SELECTED PASSAGE:
Closed laspic closed 6 years ago

laspic commented 6 years ago

Exporting references

I noticed something strange when exporting the reference of a journal's double issue.

Here is two slightly different references:

Here is what ZBB gives when exporting them in .bib file, using Better BibLaTeX format:

@article{Bob1996,
  title = {A {{Very Nice Title}}},
  volume = {10},
  number = {2},
  journaltitle = {Annual Review of Nothing},
  date = {1996},
  author = {Bob, Bob}
}

@article{John1996,
  title = {A {{Nice Title}}},
  volume = {10},
  issue = {2-3},
  journaltitle = {Annual Review of Something},
  date = {1996},
  author = {John, John}
}

Why does the field name 'number' turns into 'issue' when its content is not a specifically numerical value? Is it a bug or a feature ? When you customize a biblatex style, dealing with that causes some headaches ! :-)

Report ID : 4DCD7RZU

retorquere commented 6 years ago

What field would it have to be in instead? @njbart, opinions?

laspic commented 6 years ago

In my opinion, it has to remain 'number', whatever its content. Is there a good reason to rename it when filled by something else than a number ?

retorquere commented 6 years ago

Ah, like that. The biblatex manual section 2.2.2 says:

number: field (integer)

The number of a journal or the volume/number of a book in a series. See also issue as well as §§2.3.7 and 2.3.9. With @patent entries, this is the number or record token of a patent or patent request. It is expected to be an integer, not necessarily in arabic numerals since biber will automatically from roman numerals or arabic letter to integers internally for sorting purposes.

and 2-3 is not an integer.

laspic commented 6 years ago

I would further add (same source):

issue field (literal)

The issue of a journal. This field is intended for journals whose individual issues are identified by a designation such as ‘Spring’ or ‘Summer’ rather than the month or a number. Since the placement of issue is similar to month and number, this field may also be useful with double issues and other special cases. See also month, number, and § 2.3.9.

So, it's clear. This not a bug, but a feature. Thanks !

njbart commented 6 years ago

IMHO, the vast majority of biblatex’s design decisions make a lot of sense, but this one (distinguishing numbers (field number) from ranges and other stuff (field issue)) does not:

It does not just create a minor inconsistency in the database, but standard biblatex even renders issue = {2–3} different than number = {2} – arguably not quite what’s expected, at the very least not in case of a number range:

screen shot 2018-03-06 at 15 44 01

I tested number = {2–3} with biblatex, biblatex-apa, and biblatex-chicago, and it is rendered as expected in all cases. (If you want a typographically correct en dash, you’ll have to enter it yourself, though.)

TASKS:
1 - Answer these questions about the thread on exporting references:
(a) What report ID is given?
(b) Which section of the biblatex manual is cited for the number field?
(c) With which three packages was number = {2–3} tested?
2 - Echo the part of the thread on exporting references starting at "The number of" and ending at "not an integer.".
3 - Carry on the thread about exporting journal references from the point where it stops.

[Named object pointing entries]
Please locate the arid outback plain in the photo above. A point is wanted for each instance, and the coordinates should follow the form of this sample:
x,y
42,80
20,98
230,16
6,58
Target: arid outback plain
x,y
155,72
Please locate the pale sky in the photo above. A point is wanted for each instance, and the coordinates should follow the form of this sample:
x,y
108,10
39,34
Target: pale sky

WRITTEN ANSWERS:
1 -
(a) 4DCD7RZU
(b) Section 2.2.2
(c) biblatex, biblatex-apa, and biblatex-chicago

2 -
The number of a journal or the volume/number of a book in a series. See also issue as well as §§2.3.7 and 2.3.9. With @patent entries, this is the number or record token of a patent or patent request. It is expected to be an integer, not necessarily in arabic numerals since biber will automatically from roman numerals or arabic letter to integers internally for sorting purposes.

and 2-3 is not an integer.

3 -
So I don’t think BBT would create any problems if it mapped ranges etc. to biblatex number.

As to the underlying biblatex issue, this is certainly something worth bringing up at the biblatex forum.

retorquere commented 6 years ago

I would normally shy away from deviating what seems to be quite explicitly in the manual, but I'll follow your recommendation here. Or we could wait for responses from the biblatex forum.

laspic commented 6 years ago

I've already posted a question concerning this issue on Tex.sx : https://tex.stackexchange.com/questions/418590/biblatex-doesnt-recognize-the-journals-issue-number-when-filled-by-a-non-numer

Feel free to join us !

moewew commented 6 years ago

The situation is a bit more complicated here. As far as the TeXnical side of biblatex is concerned ranges such as 2-3 should be fine in the number field. Biber does not complain either, not even with --validate-datamodel. So I think it would definitely be worth thinking about opening the number field a bit.

issue really is only good for things like 'Summer'/'Winter'. Everything else looks just weird...

retorquere commented 6 years ago

So does that mean biblatex accepts things that according to its own manual it should not?

moewew commented 6 years ago

Yes and no, but more yes than no. I'll open a ticket for biblatex to discuss this.

moewew commented 6 years ago

See https://github.com/plk/biblatex/issues/726

retorquere commented 6 years ago

Assuming the biblatex question is resolved this way, what would be the rule for issue vs number? To issue if it has letters? If it has less than half numbers? Something else?

njbart commented 6 years ago

Given that standard biblatex (I tested the authoryear style), biblatex-apa, and biblatex-chicago (again, authordate style) all seem to render any string they encounter in a number field (even strings such as “Summer”) quite sensibly (usually enclosed in parentheses), while biblatex-apa does not render issue fields (of @article items) at all, I’m tempted to say, for the time being anything found in a Zotero “Number” field should be mapped to biblatex’s number.

retorquere commented 6 years ago

Coming right up.

moewew commented 6 years ago

Do whatever works best for you. I have a disliking for issue, so my ideas reflect that. But if it is easier for you to detect what should go into number and drop everything else into issue instead of detecting issue and drop the rest to number then that is what you should go for.

retorquere commented 6 years ago

The choices I make affect quite a few others -- it's not a matter of what works for me, it's a matter of what works for biblatex users. If I know what works for biblatex users, I can see whether that is feasible to implement.

moewew commented 6 years ago

This is about semantics more than about simple pattern recognition (I think). So I'm not sure you can even find a solution that works for everything.

The majority of your users should have a simple integer in the number field. Then there are a few with S1 and ranges. So for them it doesn't really matter what you plan on doing since it has emerged that whatever exactly you do, they will get things exported to number. While I know possible values for issue I have never actually seen one of these out in the wild, so I can't tell you if anybody would be affected.

retorquere commented 6 years ago

So does that collapse to "just stick it in number"? That's easy enough of course.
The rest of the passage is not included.